## [EXCERPT TO READ]
▼▼▼

The surprisingly stable halogen phosphites BIFOP-Cl and BIFOP-Br yield even higher enantioselectivities (39% and 37% ee) than the corresponding phosphite BIFOP-OPh or the phosphoramidite BIFOP-NEt2 (10% and 29% ee, Table 1). To our knowledge, this is the first successful application of halogen phosphites as ligands in enantioselective catalysis [26]. The highest enantioselectivity however is achieved with the P-H phosphonite BIFOP-H (65% ee, Table 1). As in copper-catalyzed 1,4-additions of diethylzinc to cyclohexenone,[26] the small steric hindrance of the hydrido-substituent and the shielding by the chiral bis-fenchane cavity provide the best combination among the tested BIFOPs for the P-H phosphonite BIFOP-H.
Computational transition structure analyses of allylic substitutions with ammonia mimicking the malonate nucleophile help to understand origins of enantioselectivities,[31–34] as we have shown recently for Pd-FENOP catalysts with the diphenyl allyl substrate [25]. For the P, N-bidentate pyridyl FENOP system, an exo allyl arrangement and a trans to phosphorus addition of the nukleophile is slightly preferred (cf. the two most stable transition state in Figure 4). This favored Si-addition of the nucleophile explains the experimentally observed formation of the R-alkylation product (Table 1). Systematic conformational analyses of transition structures with BIFOP-H in allylic substitutions yields BIFOP-H-Re as the most stable transition structure. Its Re-addition of the NH3-nucleophile is slightly more favored than the Si-addition in the competing transition structure BIFOP-H-Si (Figure 5). This agrees with the experimentally observed formation of the S-alkylation product with BIFOP-ligands (Table 1).

▲▲▲

## [MATERIAL SHOWN]
▼▼▼

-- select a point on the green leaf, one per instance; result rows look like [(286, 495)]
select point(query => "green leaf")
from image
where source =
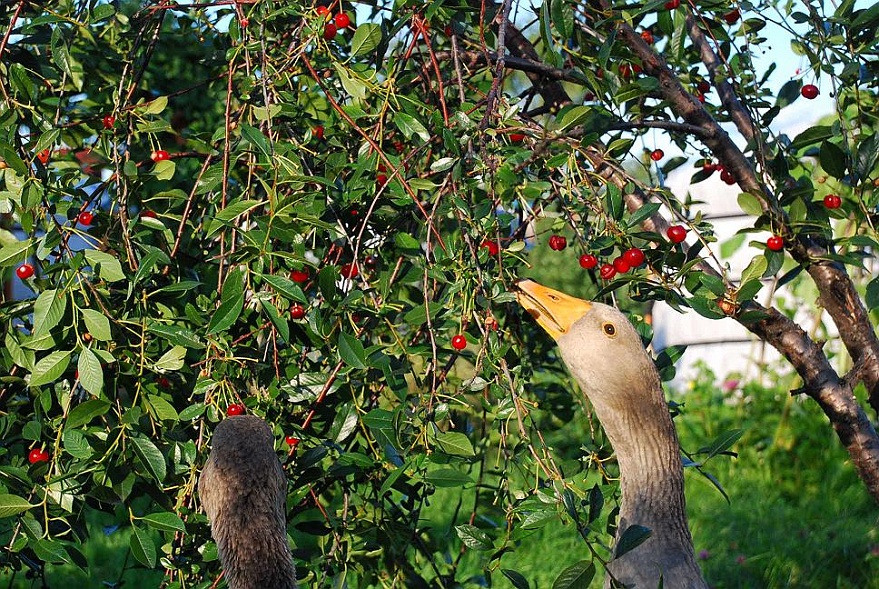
[(642, 214), (473, 537), (562, 18), (749, 289), (14, 253), (154, 106), (448, 477), (49, 308), (722, 443), (171, 360), (230, 213), (832, 159), (97, 324), (454, 444), (789, 92), (351, 351), (516, 578), (142, 547), (811, 136), (573, 116), (165, 521), (150, 456), (76, 444), (164, 170), (91, 376), (51, 551), (279, 322), (409, 126), (613, 199), (576, 576), (13, 505), (50, 368), (351, 83), (108, 265), (176, 335), (162, 409), (366, 38), (285, 287), (83, 413), (228, 312), (872, 298), (750, 204), (256, 138), (754, 270)]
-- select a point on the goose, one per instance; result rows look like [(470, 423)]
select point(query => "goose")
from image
[(605, 355), (243, 491)]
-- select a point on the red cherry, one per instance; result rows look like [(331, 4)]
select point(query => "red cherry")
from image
[(297, 311), (832, 201), (809, 91), (676, 233), (491, 246), (607, 271), (349, 270), (299, 275), (775, 243), (621, 265), (588, 261), (37, 455), (24, 271), (558, 242), (634, 257)]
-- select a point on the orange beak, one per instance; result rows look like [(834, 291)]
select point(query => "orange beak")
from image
[(554, 311)]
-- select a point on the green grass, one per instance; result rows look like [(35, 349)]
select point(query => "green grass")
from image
[(798, 516)]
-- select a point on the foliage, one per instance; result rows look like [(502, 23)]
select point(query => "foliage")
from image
[(238, 160)]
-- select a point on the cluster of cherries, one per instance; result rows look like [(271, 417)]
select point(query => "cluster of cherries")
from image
[(340, 21), (239, 409), (628, 260)]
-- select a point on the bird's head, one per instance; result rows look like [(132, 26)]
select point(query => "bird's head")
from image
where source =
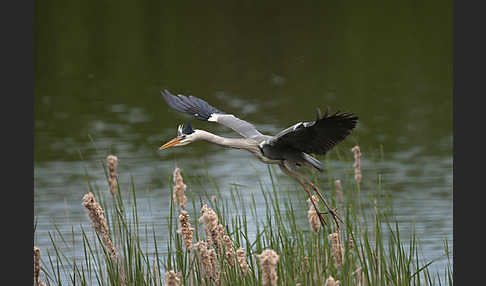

▲▲▲

## [TASK SET]
1) Answer these questions from the passage on BIFOP ligands:
(a) What enantioselectivity does BIFOP-Cl give?
(b) Which ligand achieves the highest enantioselectivity, and at what value?
(c) Which transition structure do the conformational analyses with BIFOP-H find to be the most stable?
2) Copy the entries word for word. Begin at the line that contains "-- select a point on the cluster" and continue through the last line of the entries, leaving out the pictures.

## [RESULTS FOR EACH TASK]
1)
(a) 39% ee
(b) The P-H phosphonite BIFOP-H, at 65% ee
(c) BIFOP-H-Re

2)
-- select a point on the cluster of cherries, one per instance; result rows look like [(271, 417)]
select point(query => "cluster of cherries")
from image
[(340, 21), (239, 409), (628, 260)]
-- select a point on the bird's head, one per instance; result rows look like [(132, 26)]
select point(query => "bird's head")
from image
where source =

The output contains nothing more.